== MATERIAL SHOWN ==
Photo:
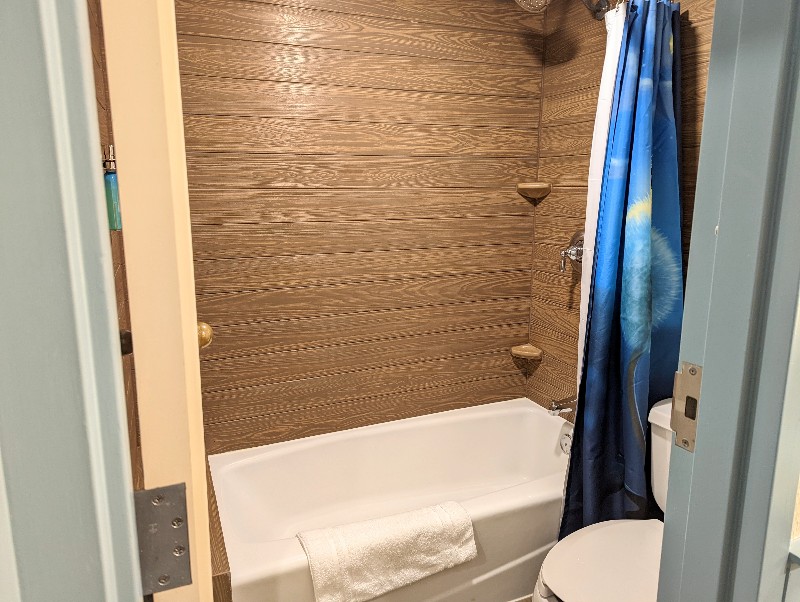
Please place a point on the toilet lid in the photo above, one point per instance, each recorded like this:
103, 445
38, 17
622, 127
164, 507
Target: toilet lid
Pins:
613, 561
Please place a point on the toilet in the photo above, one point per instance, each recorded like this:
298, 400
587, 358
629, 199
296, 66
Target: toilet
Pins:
617, 560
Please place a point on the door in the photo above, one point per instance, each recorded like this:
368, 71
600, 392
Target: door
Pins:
66, 510
729, 511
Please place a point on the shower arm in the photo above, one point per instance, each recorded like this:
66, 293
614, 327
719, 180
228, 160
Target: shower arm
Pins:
598, 9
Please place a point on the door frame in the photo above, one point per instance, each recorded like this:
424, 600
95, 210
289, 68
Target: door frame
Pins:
66, 509
730, 504
141, 51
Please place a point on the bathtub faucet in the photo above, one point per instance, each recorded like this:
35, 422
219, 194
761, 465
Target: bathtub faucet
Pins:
563, 406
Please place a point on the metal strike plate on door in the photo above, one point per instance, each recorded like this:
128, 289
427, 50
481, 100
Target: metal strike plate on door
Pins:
685, 402
163, 538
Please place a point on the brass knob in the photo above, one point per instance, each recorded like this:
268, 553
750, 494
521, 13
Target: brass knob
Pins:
205, 335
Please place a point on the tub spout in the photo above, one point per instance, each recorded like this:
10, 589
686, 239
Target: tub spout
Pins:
564, 406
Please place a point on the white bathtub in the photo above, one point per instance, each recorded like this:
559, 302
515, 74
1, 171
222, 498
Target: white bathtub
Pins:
502, 461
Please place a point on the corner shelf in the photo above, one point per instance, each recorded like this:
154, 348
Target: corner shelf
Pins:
534, 191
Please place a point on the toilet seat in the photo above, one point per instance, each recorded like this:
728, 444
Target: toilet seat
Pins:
613, 561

== TASK GOAL ==
Rewrite the stretch from the line containing "Please place a point on the corner" through the end of the material, changing "toilet seat" to "toilet cover" and keeping all else the same.

== EXERCISE RESPONSE ==
Please place a point on the corner shelf in the photo above, one point per instance, each recorded like this:
154, 348
Target: corner shelf
Pins:
534, 191
Please place a point on the toilet cover in the photo above, one point per instance, each recorded like this:
728, 444
Target: toilet cover
Pins:
613, 561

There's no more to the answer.